NLY recently completed the acquisition of CreXus Investment Corp. (CXS). This is now operated under the name Annaly Commercial Real Estate Group. The name itself should tell investors that CreXus was a diversification from NLY's core business of Agency RMBS investments. Other subsidiaries of NLY are Merganser Capital Management Inc. -- an SEC registered investment advisor, FIDAC -- another registered investment advisor, which externally manages Chimera Investment Corp. (CIM), Charlesfort Capital Management Inc. -- a middle market lender, RCAP Securities Inc. -- a FINRA broker/dealer, and Shannon Funding LLC -- a warehouse lender.

The above diversity is important. When NLY's Agency RMBS lose book value in times of rising interest rates such as in Q2 2013, NLY's subsidiaries often gain in book value. For instance most CMBS were bought at huge discounts to face value. As the real estate market and the economy have improved they have gained in value. As the mortgage rates have risen the CPRs (constant prepayment rates) have decreased. This too causes the value of the CMBS to go up. This will tend to offset NLY's book value losses due to its Agency RMBS holdings. Of course, NLY is still new to the CMBS business. It has had little effect on results so far; but NLY only recently bought CreXus. Plus it intends to expand the CreXus business in future quarters.

In Q2 2013 NLY was just trying to limit the damage as Q2 was truly the quarter from hell. Long term U.S. Treasury yields and mortgage rates rose by approximately 100 bps in the space of a month and a half. Virtually all mortgage REITs loss significant amounts of book value. NLY was no exception. It lost -$2.16 in book value (from $15.19 as of March 31, 2013 to $13.03 as of June 30, 2013). This amounts to -14.2%. Most investors would not want to experience this. However, it is not likely to happen again soon.

NLY has tried to address at least part of the problem by significantly altering the makeup of its portfolio (see table below).

(Click to enlarge)

Investors can see that NLY delevered its Agency RMBS holdings from 6.6x to 6.2x. This would have been 5.5x, if not for the mark-to-market losses on its Agency MBS. By itself this deleveraging has made NLY safer. Longer term NLY plans to invest fully 25% of its assets in other than Agency securities such as CMBS. Again these changes are meant to make NLY less susceptible to interest rate changes (expected interest rate increases).

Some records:
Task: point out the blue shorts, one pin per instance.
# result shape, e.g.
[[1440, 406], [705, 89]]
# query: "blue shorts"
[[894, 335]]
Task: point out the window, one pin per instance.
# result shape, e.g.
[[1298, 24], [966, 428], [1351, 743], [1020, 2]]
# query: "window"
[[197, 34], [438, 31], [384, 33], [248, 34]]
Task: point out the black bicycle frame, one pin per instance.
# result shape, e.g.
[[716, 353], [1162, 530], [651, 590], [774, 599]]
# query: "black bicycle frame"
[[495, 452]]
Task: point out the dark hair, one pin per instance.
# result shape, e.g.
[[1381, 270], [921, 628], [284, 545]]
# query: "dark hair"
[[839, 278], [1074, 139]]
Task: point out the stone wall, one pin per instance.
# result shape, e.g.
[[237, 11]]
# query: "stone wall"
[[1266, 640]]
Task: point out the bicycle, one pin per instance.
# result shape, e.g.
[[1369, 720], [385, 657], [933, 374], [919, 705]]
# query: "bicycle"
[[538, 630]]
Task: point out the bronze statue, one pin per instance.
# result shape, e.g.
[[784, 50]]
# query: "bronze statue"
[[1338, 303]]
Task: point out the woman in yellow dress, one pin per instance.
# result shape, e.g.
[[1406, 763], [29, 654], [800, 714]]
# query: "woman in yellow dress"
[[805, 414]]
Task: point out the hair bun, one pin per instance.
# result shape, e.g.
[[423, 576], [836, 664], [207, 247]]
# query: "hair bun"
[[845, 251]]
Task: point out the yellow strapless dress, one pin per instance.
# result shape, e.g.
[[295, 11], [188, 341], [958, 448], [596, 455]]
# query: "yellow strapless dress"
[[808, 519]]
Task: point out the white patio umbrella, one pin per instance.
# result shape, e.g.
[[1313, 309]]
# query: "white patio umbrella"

The tasks →
**A)** What name does the text about NLY say CreXus Investment Corp. now operates under?
**B)** Copy out the part of the text about NLY that opens with the words containing "In Q2 2013 NLY" and closes with "(see table below).", putting "holdings" in place of "portfolio".

Responses to the exercise →
**A)** Annaly Commercial Real Estate Group

**B)**
In Q2 2013 NLY was just trying to limit the damage as Q2 was truly the quarter from hell. Long term U.S. Treasury yields and mortgage rates rose by approximately 100 bps in the space of a month and a half. Virtually all mortgage REITs loss significant amounts of book value. NLY was no exception. It lost -$2.16 in book value (from $15.19 as of March 31, 2013 to $13.03 as of June 30, 2013). This amounts to -14.2%. Most investors would not want to experience this. However, it is not likely to happen again soon.

NLY has tried to address at least part of the problem by significantly altering the makeup of its holdings (see table below).